- PROBLEMS TO WORK ON:
(a) Translate this sentence from the article on Laudato Si' in a Catholic school into Spanish: "Recently this hopeful scripture passage came to life for me in a new way."
(b) According to the article on Laudato Si' in a Catholic school, in what city and state is Saint Martha Catholic School?
(c) From the article on Laudato Si' in a Catholic school, extract the passage that begins with the words containing "Sisters Limeteze Pierre-Gilles" and ends with "their daily needs.".
SOURCE EXTRACT Block Start
Laudato Si’ in the Catholic school

by Sister Limeteze Pierre-Gilles

“…some seed fell on rich soil, and produced fruit, a hundred or sixty or thirtyfold” (Matthew 13:8)

Two School Sisters of Notre Dame holding a basket of fruit.

Sisters Limeteze Pierre-Gilles (left) and Cathy Bonfield (right)

Recently this hopeful scripture passage came to life for me in a new way. Sister Cathy Bonfield, a teacher at Saint Martha Catholic School in Sarasota, Florida, and Tammi Peters, the school counselor, invited me to their school for Catholic Schools Week. Being with the entire school community and talking about my ministry with Beyond Borders as a School Sister of Notre Dame was an all-encompassing vocation story.

I was privileged to be in the field at St. Martha and St. Mary Academy with a delightful crowd of students from three-year-olds to eighth graders. The rich soil was their young minds and hearts that were open to learn about Haiti and Laudato Si’. We focused in particular on the gift of water and the ways in which the people of Lagonav Island struggle to gain access to water for their daily needs.
SOURCE EXTRACT Block End
LISTED RECORDS Block Start
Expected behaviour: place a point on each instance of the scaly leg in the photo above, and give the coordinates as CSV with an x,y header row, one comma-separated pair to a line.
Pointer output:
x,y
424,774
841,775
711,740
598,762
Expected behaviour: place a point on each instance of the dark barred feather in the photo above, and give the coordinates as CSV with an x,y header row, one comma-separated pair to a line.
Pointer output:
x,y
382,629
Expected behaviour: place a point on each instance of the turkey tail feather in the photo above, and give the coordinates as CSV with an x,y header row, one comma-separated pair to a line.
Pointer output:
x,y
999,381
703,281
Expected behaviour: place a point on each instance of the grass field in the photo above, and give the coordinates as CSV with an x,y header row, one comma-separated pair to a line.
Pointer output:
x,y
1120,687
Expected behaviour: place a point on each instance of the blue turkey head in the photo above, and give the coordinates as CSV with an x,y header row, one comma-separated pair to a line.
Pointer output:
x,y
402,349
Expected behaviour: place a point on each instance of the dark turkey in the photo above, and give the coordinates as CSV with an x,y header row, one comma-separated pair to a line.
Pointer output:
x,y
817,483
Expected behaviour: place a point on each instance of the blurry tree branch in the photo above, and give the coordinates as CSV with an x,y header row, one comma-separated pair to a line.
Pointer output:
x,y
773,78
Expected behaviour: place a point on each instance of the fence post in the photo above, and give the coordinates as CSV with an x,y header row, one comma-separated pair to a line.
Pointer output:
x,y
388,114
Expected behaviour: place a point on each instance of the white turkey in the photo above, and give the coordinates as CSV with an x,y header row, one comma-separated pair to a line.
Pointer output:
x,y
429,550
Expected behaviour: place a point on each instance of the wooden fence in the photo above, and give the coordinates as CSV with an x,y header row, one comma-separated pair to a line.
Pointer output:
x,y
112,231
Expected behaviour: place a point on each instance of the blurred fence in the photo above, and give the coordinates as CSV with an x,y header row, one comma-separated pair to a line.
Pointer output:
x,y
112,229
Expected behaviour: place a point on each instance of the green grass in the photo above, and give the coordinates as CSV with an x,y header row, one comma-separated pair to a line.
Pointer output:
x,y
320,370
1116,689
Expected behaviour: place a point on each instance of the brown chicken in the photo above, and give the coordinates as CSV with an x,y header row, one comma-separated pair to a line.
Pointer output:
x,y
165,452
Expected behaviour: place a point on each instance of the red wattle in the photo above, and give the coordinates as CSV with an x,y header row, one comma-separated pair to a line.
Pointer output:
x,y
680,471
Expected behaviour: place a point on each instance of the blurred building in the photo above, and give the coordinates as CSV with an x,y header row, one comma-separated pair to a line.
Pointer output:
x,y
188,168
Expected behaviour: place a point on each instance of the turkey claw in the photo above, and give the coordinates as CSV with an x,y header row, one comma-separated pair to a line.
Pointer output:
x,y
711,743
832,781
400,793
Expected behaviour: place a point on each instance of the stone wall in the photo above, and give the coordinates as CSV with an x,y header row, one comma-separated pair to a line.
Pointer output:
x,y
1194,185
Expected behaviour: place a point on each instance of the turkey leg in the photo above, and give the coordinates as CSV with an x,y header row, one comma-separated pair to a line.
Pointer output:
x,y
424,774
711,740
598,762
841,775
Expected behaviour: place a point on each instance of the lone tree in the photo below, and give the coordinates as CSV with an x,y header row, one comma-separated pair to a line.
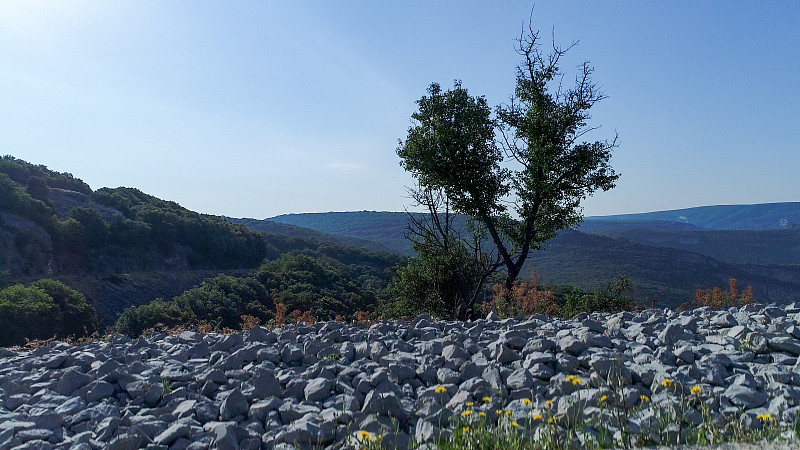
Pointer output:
x,y
527,181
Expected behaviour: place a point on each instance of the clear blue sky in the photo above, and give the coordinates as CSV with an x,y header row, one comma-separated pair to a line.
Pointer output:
x,y
258,108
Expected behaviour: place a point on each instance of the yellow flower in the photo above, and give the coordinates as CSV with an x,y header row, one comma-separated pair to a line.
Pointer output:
x,y
364,435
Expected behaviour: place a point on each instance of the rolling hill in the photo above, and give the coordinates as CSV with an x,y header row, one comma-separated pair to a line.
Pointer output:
x,y
659,269
764,216
121,247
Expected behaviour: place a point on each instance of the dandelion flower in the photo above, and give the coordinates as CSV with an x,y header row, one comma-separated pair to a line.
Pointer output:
x,y
364,435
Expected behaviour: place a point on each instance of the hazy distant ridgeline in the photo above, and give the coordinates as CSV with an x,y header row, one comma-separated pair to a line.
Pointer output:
x,y
667,260
764,216
123,248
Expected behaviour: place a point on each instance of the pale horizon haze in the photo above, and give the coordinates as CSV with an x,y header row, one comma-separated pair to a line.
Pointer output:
x,y
256,109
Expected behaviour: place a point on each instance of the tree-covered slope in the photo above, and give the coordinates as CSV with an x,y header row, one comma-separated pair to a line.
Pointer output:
x,y
53,223
589,261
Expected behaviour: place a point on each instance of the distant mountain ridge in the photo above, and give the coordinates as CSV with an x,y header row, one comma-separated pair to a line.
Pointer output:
x,y
762,216
666,259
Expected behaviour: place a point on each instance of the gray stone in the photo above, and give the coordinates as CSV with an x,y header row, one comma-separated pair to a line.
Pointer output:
x,y
385,404
453,351
745,396
520,379
572,344
674,333
184,409
99,390
72,380
448,376
126,441
502,354
318,389
425,431
234,404
785,344
290,412
172,434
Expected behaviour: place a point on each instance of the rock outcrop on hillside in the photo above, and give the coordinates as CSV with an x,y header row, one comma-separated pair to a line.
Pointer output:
x,y
323,385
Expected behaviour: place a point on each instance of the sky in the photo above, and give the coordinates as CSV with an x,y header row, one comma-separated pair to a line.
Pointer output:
x,y
260,108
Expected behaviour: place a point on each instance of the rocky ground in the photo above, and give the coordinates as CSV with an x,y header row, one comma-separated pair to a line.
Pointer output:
x,y
321,385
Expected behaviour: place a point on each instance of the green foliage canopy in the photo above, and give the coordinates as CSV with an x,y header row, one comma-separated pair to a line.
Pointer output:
x,y
528,184
42,310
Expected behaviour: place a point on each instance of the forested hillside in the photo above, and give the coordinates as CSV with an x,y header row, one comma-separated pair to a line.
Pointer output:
x,y
53,223
661,265
122,248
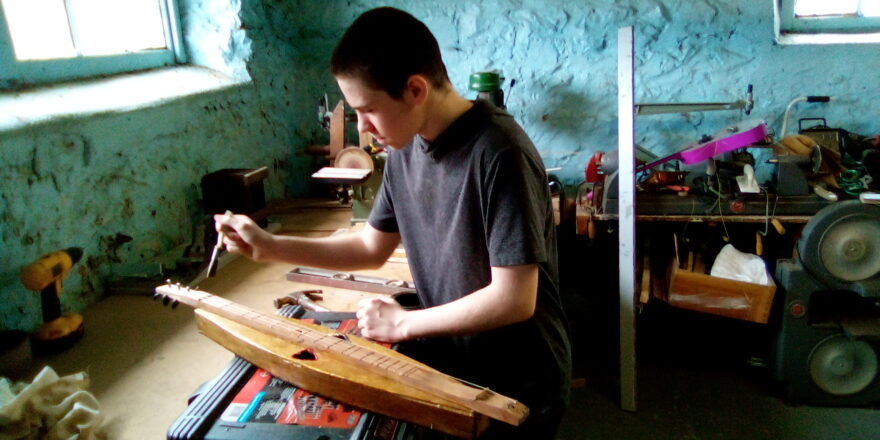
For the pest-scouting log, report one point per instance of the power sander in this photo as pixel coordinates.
(59, 331)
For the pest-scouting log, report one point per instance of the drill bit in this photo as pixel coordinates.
(215, 255)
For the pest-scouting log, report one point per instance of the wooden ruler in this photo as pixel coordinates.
(364, 354)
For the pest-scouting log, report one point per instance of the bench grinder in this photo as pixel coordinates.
(828, 345)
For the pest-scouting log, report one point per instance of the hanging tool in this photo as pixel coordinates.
(215, 255)
(59, 331)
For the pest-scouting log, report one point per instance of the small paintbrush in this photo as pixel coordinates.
(215, 255)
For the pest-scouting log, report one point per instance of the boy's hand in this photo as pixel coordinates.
(381, 319)
(244, 236)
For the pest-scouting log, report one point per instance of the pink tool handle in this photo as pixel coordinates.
(714, 147)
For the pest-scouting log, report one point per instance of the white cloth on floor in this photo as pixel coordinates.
(50, 408)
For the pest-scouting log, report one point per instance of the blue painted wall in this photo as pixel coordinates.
(89, 182)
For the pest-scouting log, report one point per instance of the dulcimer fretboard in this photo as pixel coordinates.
(339, 347)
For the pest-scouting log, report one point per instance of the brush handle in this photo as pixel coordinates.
(221, 234)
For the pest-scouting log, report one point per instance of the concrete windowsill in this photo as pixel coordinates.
(20, 109)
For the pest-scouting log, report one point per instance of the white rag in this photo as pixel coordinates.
(735, 265)
(50, 408)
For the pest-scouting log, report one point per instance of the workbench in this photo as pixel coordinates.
(144, 360)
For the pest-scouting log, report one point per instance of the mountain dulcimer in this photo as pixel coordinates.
(348, 368)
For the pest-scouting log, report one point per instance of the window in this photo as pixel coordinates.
(826, 21)
(53, 40)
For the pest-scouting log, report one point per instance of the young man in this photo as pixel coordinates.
(466, 192)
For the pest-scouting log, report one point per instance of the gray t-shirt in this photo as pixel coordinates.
(477, 197)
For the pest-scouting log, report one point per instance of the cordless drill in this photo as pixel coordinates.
(59, 331)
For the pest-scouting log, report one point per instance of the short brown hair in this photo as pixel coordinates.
(384, 47)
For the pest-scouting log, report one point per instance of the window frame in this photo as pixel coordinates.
(822, 30)
(26, 72)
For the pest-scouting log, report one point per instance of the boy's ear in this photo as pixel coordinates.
(417, 88)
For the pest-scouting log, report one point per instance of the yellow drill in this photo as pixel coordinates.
(59, 331)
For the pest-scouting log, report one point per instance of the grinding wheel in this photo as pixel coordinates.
(353, 157)
(842, 366)
(841, 244)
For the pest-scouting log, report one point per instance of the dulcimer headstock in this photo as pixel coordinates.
(172, 294)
LISTED RECORDS Block End
- RESPONSES TO THE EXERCISE:
(a) Recientemente, este esperanzador pasaje de las Escrituras cobró vida para mí de una manera nueva.

(b) Sarasota, Florida.

(c)
Sisters Limeteze Pierre-Gilles (left) and Cathy Bonfield (right)

Recently this hopeful scripture passage came to life for me in a new way. Sister Cathy Bonfield, a teacher at Saint Martha Catholic School in Sarasota, Florida, and Tammi Peters, the school counselor, invited me to their school for Catholic Schools Week. Being with the entire school community and talking about my ministry with Beyond Borders as a School Sister of Notre Dame was an all-encompassing vocation story.

I was privileged to be in the field at St. Martha and St. Mary Academy with a delightful crowd of students from three-year-olds to eighth graders. The rich soil was their young minds and hearts that were open to learn about Haiti and Laudato Si’. We focused in particular on the gift of water and the ways in which the people of Lagonav Island struggle to gain access to water for their daily needs.